■ **Document extract**
= Joseph of Chauncy =

13th-century English religious knight

Joseph of Chauncy (before 1213 – after 1283), also known as Joseph of Cancy, was an English religious knight. He was Grand Prior of the Knights Hospitaller in England from 1273 to 1281. He served as Royal Treasurer of the Order from 1273 to 1280.

== Origins ==
Joseph of Chauncy was a younger son of an Anglo-Norman noble family who held estates in Yorkshire and Lincolnshire. He entered the Order of St John before 1233. After 1233, but no later than 1238, he joined the Knights Hospitaller at Acre in Palestine. Before 1248, he became Treasurer of the Order. During this period, the Christian Crusader states in Palestine were being pushed back by the Muslim empires, first the Ayyubids and later the Mamluks. In 1270, the English heir to the throne, Lord Edward, undertook a Crusade in support of the hard-pressed Crusader states. To meet the high costs of what is now known as Lord Edward's Crusade, the future king had to borrow large sums of money. Part of the money was guaranteed by the Order of St. John, and Edward probably came into contact with Chauncy. Around 1271, he resigned as Treasurer of the Order.

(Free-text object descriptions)
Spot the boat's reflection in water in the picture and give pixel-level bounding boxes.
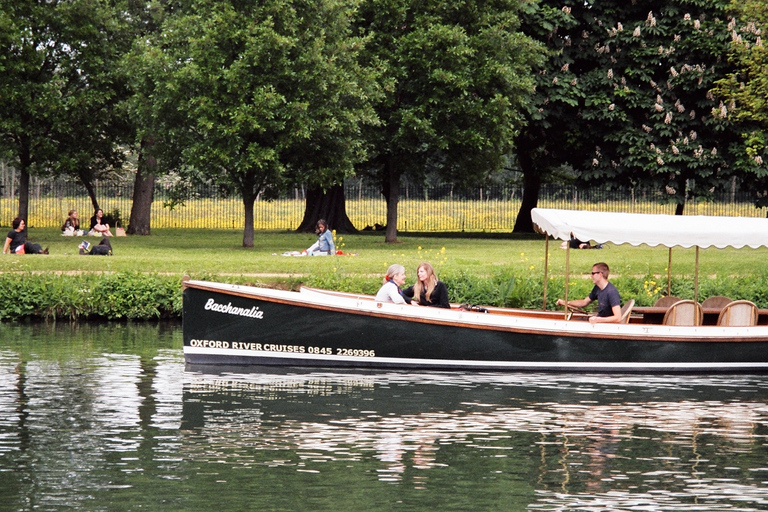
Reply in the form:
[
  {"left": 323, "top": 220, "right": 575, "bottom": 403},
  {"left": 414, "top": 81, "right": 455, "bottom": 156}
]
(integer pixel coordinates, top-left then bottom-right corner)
[{"left": 182, "top": 367, "right": 768, "bottom": 510}]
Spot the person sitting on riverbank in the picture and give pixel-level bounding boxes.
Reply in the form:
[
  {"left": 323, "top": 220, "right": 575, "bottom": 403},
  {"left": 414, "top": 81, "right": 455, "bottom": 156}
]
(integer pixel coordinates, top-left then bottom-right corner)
[
  {"left": 403, "top": 262, "right": 451, "bottom": 309},
  {"left": 3, "top": 217, "right": 48, "bottom": 254},
  {"left": 61, "top": 210, "right": 83, "bottom": 236},
  {"left": 88, "top": 208, "right": 112, "bottom": 236},
  {"left": 376, "top": 263, "right": 410, "bottom": 304},
  {"left": 557, "top": 262, "right": 621, "bottom": 324},
  {"left": 302, "top": 219, "right": 336, "bottom": 256}
]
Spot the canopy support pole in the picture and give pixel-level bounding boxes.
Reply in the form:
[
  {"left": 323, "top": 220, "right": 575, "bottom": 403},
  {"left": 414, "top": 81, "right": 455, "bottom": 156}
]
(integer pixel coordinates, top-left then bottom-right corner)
[
  {"left": 667, "top": 247, "right": 672, "bottom": 297},
  {"left": 565, "top": 244, "right": 571, "bottom": 320},
  {"left": 541, "top": 235, "right": 549, "bottom": 311},
  {"left": 693, "top": 245, "right": 699, "bottom": 302}
]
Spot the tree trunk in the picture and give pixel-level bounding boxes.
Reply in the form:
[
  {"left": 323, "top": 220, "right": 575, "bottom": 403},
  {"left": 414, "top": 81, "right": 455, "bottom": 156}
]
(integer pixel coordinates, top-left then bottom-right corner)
[
  {"left": 126, "top": 138, "right": 157, "bottom": 235},
  {"left": 382, "top": 162, "right": 400, "bottom": 244},
  {"left": 512, "top": 151, "right": 541, "bottom": 233},
  {"left": 77, "top": 173, "right": 99, "bottom": 213},
  {"left": 296, "top": 185, "right": 357, "bottom": 235},
  {"left": 243, "top": 190, "right": 256, "bottom": 247},
  {"left": 19, "top": 165, "right": 29, "bottom": 226}
]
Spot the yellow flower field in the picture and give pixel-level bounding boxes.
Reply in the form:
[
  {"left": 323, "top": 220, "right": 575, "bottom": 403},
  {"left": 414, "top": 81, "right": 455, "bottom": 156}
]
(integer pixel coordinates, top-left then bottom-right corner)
[{"left": 0, "top": 196, "right": 766, "bottom": 232}]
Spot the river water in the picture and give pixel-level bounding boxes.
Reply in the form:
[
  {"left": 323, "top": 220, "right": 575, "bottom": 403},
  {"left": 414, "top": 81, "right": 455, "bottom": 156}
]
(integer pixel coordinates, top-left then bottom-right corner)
[{"left": 0, "top": 324, "right": 768, "bottom": 512}]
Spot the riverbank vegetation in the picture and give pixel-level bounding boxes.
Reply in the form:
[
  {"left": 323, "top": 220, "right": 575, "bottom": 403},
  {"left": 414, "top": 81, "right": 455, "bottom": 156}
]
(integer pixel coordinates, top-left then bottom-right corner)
[{"left": 0, "top": 229, "right": 768, "bottom": 321}]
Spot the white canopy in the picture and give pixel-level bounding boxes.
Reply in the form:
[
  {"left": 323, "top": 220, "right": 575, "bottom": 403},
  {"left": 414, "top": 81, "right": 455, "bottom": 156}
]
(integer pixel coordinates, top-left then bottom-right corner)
[{"left": 531, "top": 208, "right": 768, "bottom": 249}]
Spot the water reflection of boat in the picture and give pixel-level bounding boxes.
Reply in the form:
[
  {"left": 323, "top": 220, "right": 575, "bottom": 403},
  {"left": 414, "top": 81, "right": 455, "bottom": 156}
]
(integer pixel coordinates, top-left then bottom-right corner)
[
  {"left": 183, "top": 209, "right": 768, "bottom": 373},
  {"left": 182, "top": 370, "right": 768, "bottom": 500}
]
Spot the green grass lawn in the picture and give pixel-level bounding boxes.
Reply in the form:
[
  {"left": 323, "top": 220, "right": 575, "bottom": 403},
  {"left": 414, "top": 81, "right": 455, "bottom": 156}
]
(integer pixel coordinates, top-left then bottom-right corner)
[
  {"left": 0, "top": 228, "right": 768, "bottom": 318},
  {"left": 7, "top": 229, "right": 768, "bottom": 280}
]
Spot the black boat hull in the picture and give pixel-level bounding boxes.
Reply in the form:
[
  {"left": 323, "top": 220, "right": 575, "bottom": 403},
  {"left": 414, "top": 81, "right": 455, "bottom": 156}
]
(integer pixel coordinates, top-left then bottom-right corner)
[{"left": 183, "top": 282, "right": 768, "bottom": 373}]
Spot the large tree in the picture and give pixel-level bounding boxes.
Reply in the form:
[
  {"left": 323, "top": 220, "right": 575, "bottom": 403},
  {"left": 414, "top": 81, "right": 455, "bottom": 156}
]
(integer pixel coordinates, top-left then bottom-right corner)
[
  {"left": 360, "top": 0, "right": 541, "bottom": 242},
  {"left": 514, "top": 0, "right": 584, "bottom": 233},
  {"left": 713, "top": 0, "right": 768, "bottom": 206},
  {"left": 146, "top": 0, "right": 374, "bottom": 247},
  {"left": 572, "top": 0, "right": 739, "bottom": 214},
  {"left": 515, "top": 0, "right": 752, "bottom": 231},
  {"left": 0, "top": 0, "right": 128, "bottom": 224}
]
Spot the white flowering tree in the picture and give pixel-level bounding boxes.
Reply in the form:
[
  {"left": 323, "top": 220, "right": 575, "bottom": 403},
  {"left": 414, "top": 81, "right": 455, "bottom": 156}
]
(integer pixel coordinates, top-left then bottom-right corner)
[
  {"left": 574, "top": 0, "right": 741, "bottom": 214},
  {"left": 515, "top": 0, "right": 743, "bottom": 231},
  {"left": 714, "top": 0, "right": 768, "bottom": 206}
]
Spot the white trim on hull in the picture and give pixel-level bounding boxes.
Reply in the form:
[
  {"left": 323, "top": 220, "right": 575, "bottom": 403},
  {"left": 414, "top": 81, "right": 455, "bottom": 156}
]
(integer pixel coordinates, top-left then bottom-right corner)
[{"left": 184, "top": 347, "right": 768, "bottom": 373}]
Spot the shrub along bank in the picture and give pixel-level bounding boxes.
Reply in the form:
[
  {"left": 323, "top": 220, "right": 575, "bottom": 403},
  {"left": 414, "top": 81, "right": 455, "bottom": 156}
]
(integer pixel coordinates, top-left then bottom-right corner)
[
  {"left": 0, "top": 272, "right": 181, "bottom": 321},
  {"left": 0, "top": 271, "right": 768, "bottom": 322}
]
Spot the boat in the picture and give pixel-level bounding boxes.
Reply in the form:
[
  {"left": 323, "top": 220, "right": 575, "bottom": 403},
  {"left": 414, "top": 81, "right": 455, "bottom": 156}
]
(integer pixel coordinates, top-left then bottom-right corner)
[{"left": 183, "top": 208, "right": 768, "bottom": 373}]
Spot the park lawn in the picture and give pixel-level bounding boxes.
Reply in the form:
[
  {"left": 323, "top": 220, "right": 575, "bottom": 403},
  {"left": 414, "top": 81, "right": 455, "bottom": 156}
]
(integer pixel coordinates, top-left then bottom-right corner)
[{"left": 0, "top": 228, "right": 768, "bottom": 282}]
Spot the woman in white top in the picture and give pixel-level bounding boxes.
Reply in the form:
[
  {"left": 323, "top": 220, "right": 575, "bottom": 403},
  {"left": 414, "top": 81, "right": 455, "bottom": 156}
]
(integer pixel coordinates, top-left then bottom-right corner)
[{"left": 376, "top": 263, "right": 408, "bottom": 304}]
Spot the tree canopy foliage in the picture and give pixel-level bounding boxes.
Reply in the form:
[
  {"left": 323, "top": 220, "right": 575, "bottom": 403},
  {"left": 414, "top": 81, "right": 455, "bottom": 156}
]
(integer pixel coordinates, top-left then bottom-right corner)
[
  {"left": 0, "top": 0, "right": 130, "bottom": 222},
  {"left": 134, "top": 0, "right": 375, "bottom": 247},
  {"left": 0, "top": 0, "right": 768, "bottom": 238},
  {"left": 358, "top": 0, "right": 541, "bottom": 242}
]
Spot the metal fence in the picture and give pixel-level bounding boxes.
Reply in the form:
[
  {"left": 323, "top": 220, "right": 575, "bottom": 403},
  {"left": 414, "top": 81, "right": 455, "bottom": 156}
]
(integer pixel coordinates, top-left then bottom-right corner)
[{"left": 0, "top": 178, "right": 766, "bottom": 232}]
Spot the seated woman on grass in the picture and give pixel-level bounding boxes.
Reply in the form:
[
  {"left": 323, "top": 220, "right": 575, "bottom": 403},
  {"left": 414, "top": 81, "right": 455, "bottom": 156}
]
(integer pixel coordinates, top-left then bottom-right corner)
[
  {"left": 88, "top": 208, "right": 112, "bottom": 236},
  {"left": 403, "top": 261, "right": 451, "bottom": 309},
  {"left": 61, "top": 210, "right": 83, "bottom": 236},
  {"left": 3, "top": 217, "right": 48, "bottom": 254}
]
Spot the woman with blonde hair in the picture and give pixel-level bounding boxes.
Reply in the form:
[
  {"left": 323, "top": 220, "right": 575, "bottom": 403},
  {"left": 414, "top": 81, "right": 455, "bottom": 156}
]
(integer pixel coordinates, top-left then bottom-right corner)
[
  {"left": 61, "top": 210, "right": 83, "bottom": 236},
  {"left": 403, "top": 261, "right": 451, "bottom": 309},
  {"left": 376, "top": 263, "right": 410, "bottom": 304}
]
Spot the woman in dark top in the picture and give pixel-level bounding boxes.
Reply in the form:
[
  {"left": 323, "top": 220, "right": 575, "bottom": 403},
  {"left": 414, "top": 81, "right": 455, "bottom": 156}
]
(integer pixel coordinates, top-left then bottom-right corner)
[
  {"left": 3, "top": 217, "right": 48, "bottom": 254},
  {"left": 403, "top": 262, "right": 451, "bottom": 309},
  {"left": 88, "top": 208, "right": 112, "bottom": 236}
]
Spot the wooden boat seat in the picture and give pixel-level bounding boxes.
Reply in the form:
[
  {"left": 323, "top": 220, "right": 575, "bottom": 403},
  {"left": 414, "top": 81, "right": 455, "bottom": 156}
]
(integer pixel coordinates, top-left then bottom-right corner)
[
  {"left": 653, "top": 295, "right": 682, "bottom": 308},
  {"left": 661, "top": 300, "right": 704, "bottom": 325},
  {"left": 621, "top": 299, "right": 635, "bottom": 324},
  {"left": 701, "top": 295, "right": 733, "bottom": 309},
  {"left": 717, "top": 300, "right": 758, "bottom": 327}
]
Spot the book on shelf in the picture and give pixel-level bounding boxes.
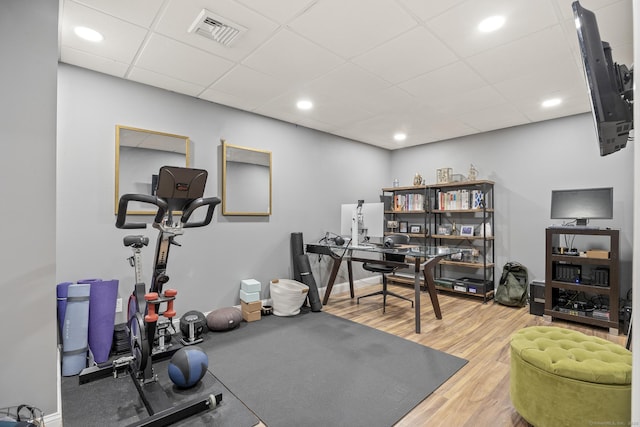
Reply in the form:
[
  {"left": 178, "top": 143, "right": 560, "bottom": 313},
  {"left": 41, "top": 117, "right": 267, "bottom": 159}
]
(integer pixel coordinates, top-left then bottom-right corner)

■ **How to complete this task**
Could you proceed with the biography of Joseph of Chauncy, picking up after its last sentence?

■ **Exercise answer**
== Grand Prior of England and Royal Treasurer ==
While Edward was still on the return journey from his Crusade, he learned that he had become English king after the death of his father, Henry III of England. Even before his return to England, in October 1273, he appointed Chauncy as his new Treasurer, who became Grand Prior of the Order in England for this purpose. However, while Edward initially traveled to France, Chauncy now returned to England. From March to September 1274, he received a royal letter of protection for a foreign journey, presumably he took part in the Second Council of Lyon. By the spring of 1273, he had settled the debts of the king to foreign merchants during the fair at Provins, and before 1275 he settled further debts at another place called Myli. During the Parliament at Westminster in April 1275, it was decided to impose a duty on wool exports. The proposal came from Chauncy, who had taken the idea of the Italian merchant Poncius de Ponto. The duty was collected directly from Italian merchants in the ports. The revenue from the duty, which amounted to about £10,000 annually until 1279, was set off directly against debts owed by the Crown to Italian merchants. As Grand Prior of the Order of Saint John, he had a chapel built at the Clerkenwell Priory in London, the Order's seat in England.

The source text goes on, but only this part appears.